Reproduce every line of the records below word for word, but leave the pictures out of your copy.

===== Data records

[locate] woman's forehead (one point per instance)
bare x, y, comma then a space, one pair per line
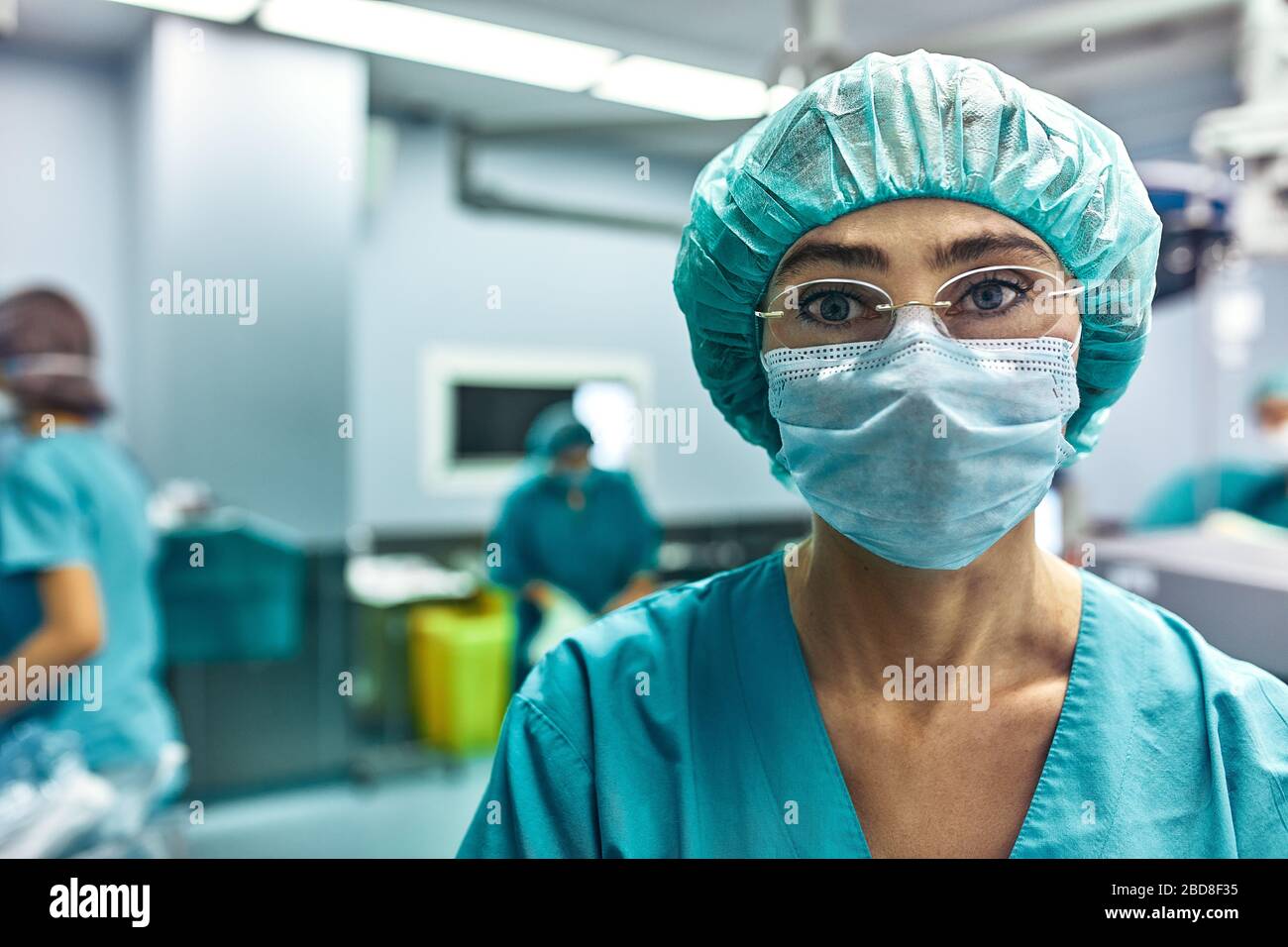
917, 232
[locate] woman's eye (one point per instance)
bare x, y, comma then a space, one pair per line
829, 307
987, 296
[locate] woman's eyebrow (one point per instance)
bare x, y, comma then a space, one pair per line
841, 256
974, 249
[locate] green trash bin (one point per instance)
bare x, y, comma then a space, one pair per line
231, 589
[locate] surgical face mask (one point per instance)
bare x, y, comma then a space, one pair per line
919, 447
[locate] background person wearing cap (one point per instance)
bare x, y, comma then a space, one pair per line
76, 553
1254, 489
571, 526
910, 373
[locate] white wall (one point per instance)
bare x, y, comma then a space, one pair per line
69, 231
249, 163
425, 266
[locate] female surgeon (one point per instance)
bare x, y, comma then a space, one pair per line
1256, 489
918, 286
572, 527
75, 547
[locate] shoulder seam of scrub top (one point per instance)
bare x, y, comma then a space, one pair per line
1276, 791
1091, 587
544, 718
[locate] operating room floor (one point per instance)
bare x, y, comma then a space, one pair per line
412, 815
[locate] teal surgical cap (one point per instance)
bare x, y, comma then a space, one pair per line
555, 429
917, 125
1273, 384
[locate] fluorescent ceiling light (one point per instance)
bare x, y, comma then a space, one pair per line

==========

Task solution:
[locate] woman's forehead (one point per instance)
bare x, y, comma then a space, one pair per line
917, 232
[locate] woman's eye (one point per instance)
bare x, y, comma then a space, one pair per line
829, 307
987, 296
[locate] woman's eyebrow (one point per instance)
bare x, y, comma then a space, one pair per line
841, 256
974, 249
[locate] green trash bin (one point per instance)
bare x, y, comma then a space, one pair per line
231, 589
[locate] surgical face mask (one point per instance)
bare x, y, comma then a space, one pair per line
919, 447
[locate] background person wearing cap (one point per instance)
bare x, y, comma then a space, one pair per line
76, 553
1254, 489
571, 526
910, 373
[locate] white wall (one point per instance)
bare x, y, comma then a space, one pair per line
69, 231
249, 163
425, 266
[locate] female surgeon (one point per instance)
bare x, y, comma then a space, one pair per line
1256, 489
918, 286
572, 527
75, 547
[locate] shoulder seam of scrub top (one point per instance)
bare x, y, comma then a space, one pair per line
1276, 791
1091, 587
544, 718
[locate] operating room floor (one point per instance)
bare x, y, comma then a space, one pair per line
412, 815
[locate] teal surgical cap (one point per instance)
bare x, y, comma then a space, one pair per line
555, 429
917, 125
1273, 384
[locate] fluorescent ceiling light (one point per instance)
bare x, y, comma then a space, one pair per line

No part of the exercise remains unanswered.